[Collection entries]
##############################

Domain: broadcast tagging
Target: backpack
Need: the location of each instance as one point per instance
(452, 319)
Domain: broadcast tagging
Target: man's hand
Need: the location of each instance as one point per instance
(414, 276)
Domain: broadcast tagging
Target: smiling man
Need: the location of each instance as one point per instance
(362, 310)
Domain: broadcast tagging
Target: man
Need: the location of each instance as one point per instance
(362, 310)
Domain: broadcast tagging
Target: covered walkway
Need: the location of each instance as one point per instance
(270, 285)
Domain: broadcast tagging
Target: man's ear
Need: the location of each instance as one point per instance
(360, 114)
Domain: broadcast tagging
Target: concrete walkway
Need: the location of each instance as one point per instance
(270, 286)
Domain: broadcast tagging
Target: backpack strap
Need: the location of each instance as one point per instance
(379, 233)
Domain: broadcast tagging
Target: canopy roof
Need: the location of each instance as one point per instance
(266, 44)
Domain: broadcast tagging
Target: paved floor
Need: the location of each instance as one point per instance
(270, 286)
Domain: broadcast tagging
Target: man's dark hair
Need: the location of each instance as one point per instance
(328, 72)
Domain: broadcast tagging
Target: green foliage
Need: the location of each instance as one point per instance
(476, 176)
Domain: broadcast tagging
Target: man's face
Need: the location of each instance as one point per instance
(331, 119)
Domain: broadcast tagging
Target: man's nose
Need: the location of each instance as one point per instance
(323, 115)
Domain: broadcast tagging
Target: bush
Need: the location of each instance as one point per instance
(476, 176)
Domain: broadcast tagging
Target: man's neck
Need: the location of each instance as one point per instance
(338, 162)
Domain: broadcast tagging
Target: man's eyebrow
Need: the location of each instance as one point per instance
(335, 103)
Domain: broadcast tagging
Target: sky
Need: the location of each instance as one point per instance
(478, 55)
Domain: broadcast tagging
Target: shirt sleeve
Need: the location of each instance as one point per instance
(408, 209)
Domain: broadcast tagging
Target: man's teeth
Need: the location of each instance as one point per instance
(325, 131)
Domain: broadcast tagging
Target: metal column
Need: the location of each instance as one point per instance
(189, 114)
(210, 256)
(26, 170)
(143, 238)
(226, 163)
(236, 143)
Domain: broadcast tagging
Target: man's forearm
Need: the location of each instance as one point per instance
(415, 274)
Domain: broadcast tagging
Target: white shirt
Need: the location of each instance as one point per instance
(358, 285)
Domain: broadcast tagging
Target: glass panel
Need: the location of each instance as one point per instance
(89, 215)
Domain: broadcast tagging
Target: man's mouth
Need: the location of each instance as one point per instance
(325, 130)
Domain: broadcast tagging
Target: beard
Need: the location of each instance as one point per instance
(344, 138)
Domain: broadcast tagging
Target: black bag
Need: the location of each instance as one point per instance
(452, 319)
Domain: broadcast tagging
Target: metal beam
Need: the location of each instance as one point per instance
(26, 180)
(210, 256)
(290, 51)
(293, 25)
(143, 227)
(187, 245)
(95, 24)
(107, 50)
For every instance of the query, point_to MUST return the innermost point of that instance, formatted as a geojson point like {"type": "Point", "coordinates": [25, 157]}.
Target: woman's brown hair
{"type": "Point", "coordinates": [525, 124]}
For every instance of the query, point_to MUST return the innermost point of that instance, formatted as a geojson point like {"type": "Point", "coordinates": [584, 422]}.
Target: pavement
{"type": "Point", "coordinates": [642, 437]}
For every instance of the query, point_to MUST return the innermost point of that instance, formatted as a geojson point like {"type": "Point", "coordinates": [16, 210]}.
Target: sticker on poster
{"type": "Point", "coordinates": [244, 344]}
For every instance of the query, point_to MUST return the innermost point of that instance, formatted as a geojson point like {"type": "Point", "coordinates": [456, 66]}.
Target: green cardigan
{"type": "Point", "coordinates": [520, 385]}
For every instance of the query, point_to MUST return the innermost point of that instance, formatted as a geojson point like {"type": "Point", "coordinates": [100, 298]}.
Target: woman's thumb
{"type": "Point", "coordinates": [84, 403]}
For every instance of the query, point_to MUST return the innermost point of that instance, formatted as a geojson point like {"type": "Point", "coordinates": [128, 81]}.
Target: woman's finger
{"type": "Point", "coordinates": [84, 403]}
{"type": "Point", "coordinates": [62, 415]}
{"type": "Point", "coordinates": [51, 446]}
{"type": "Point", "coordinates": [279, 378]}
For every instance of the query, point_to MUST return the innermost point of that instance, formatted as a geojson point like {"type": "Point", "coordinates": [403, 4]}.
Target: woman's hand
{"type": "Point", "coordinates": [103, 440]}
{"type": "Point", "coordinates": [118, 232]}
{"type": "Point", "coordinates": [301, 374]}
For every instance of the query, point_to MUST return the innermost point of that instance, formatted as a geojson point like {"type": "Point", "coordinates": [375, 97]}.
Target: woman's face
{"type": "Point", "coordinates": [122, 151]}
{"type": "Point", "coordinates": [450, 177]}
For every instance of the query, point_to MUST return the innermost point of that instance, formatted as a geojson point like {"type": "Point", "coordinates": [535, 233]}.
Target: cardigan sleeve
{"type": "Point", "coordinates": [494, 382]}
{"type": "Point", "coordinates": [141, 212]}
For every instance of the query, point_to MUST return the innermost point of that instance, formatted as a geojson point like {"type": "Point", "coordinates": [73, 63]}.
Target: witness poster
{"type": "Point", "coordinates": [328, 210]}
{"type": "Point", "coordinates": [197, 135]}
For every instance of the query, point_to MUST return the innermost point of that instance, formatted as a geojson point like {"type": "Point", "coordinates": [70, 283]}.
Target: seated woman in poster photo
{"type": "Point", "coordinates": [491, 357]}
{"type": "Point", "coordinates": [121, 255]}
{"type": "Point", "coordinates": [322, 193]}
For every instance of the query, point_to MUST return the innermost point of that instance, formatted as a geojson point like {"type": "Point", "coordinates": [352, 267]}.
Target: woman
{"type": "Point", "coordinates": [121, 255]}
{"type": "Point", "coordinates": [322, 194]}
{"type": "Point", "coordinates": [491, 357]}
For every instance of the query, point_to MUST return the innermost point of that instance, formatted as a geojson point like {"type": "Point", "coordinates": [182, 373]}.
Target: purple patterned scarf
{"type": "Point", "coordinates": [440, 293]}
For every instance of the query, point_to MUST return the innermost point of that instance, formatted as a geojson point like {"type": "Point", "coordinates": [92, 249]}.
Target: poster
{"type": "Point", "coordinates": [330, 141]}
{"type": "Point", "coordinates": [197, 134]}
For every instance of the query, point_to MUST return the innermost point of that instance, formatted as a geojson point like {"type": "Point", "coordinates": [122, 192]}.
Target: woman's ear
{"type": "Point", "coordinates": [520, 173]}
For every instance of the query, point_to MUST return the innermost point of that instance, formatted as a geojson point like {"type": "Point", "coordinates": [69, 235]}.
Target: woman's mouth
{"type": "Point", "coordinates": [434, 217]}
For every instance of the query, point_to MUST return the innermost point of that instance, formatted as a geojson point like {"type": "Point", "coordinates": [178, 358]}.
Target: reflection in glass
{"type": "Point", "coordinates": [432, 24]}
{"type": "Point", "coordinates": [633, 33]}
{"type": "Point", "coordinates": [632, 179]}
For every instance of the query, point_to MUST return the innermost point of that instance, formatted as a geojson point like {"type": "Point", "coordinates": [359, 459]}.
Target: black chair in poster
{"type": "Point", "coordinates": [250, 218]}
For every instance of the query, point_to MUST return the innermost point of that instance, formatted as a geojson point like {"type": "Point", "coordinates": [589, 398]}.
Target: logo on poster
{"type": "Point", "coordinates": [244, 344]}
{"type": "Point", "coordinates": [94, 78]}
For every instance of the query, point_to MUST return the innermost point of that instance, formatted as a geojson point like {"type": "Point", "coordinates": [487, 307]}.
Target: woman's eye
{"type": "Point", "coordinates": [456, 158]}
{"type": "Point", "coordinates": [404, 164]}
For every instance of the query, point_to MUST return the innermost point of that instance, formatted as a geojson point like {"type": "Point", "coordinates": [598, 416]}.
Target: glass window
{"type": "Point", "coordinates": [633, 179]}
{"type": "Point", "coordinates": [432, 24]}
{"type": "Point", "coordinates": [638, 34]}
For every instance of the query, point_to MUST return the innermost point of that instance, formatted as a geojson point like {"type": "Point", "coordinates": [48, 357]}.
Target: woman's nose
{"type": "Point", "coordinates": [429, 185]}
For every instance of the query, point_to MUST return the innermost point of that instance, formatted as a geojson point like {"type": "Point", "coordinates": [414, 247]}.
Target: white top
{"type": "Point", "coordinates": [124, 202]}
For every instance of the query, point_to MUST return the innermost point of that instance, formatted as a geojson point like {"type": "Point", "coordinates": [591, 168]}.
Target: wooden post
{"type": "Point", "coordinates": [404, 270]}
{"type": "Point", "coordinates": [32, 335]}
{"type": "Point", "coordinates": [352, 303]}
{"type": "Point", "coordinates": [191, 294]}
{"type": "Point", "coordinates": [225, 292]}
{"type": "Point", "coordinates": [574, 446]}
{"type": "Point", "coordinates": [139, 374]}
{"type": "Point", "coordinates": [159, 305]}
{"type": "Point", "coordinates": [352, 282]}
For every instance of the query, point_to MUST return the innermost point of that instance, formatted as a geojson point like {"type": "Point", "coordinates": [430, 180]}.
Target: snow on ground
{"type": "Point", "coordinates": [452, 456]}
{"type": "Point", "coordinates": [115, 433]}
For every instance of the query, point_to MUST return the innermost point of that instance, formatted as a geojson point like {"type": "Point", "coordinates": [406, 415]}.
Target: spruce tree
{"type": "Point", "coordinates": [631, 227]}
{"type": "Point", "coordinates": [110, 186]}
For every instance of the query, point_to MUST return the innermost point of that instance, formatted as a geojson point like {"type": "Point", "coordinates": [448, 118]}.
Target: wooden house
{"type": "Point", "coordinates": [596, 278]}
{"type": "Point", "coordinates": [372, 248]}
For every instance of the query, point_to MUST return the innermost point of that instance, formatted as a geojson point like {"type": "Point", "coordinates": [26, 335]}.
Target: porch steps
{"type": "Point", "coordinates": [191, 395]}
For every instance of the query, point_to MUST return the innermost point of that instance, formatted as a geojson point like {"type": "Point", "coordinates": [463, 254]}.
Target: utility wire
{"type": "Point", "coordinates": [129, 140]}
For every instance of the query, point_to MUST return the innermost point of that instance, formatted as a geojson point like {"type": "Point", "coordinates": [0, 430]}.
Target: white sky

##############################

Scan the entries above for the word "walkway" and collect each line holding it.

(Written solution)
Target: covered walkway
Target: concrete walkway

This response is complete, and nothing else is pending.